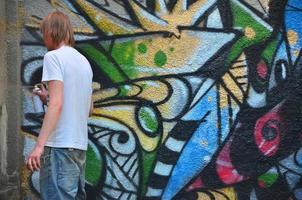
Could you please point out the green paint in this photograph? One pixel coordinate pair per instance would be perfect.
(268, 179)
(243, 19)
(148, 160)
(148, 119)
(102, 61)
(123, 54)
(269, 51)
(142, 48)
(124, 90)
(93, 167)
(160, 58)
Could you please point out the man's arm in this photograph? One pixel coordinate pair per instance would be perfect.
(55, 91)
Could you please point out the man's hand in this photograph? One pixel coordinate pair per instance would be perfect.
(33, 160)
(42, 92)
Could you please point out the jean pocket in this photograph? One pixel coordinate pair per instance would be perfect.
(68, 178)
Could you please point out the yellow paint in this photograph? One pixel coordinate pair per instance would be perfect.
(146, 21)
(167, 127)
(223, 96)
(183, 48)
(239, 68)
(126, 114)
(231, 84)
(105, 22)
(180, 6)
(229, 192)
(160, 7)
(292, 37)
(249, 32)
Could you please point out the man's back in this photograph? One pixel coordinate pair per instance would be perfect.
(67, 65)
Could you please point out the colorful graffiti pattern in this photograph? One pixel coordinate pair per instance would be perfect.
(194, 99)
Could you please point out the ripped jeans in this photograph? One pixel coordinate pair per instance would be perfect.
(62, 174)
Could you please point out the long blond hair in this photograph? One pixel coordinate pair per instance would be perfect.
(59, 28)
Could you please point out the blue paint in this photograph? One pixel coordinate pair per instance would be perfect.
(199, 149)
(293, 22)
(202, 107)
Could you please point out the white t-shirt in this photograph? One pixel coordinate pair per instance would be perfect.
(66, 64)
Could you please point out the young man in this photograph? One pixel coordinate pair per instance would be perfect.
(60, 151)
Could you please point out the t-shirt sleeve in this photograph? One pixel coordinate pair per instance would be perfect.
(52, 70)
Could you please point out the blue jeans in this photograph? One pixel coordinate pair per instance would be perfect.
(62, 174)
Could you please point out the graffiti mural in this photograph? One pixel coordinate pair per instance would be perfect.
(194, 99)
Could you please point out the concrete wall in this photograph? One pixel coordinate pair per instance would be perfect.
(11, 146)
(193, 99)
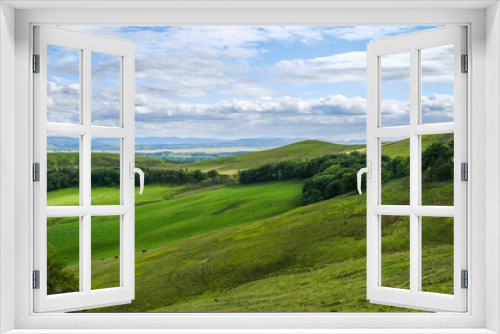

Your goal: Each line from the one that holds "Could you please point out the graffiti" through the end of the material should be repeated exactly, and nothing more. Leave out any picture.

Output:
Could you please point out the graffiti mural in this photograph? One pixel coordinate pair per instance would be perfect.
(194, 99)
Could you please point out the concrete wall in this photograph? One pixel coordinate pair per instance would be perfect.
(11, 146)
(193, 99)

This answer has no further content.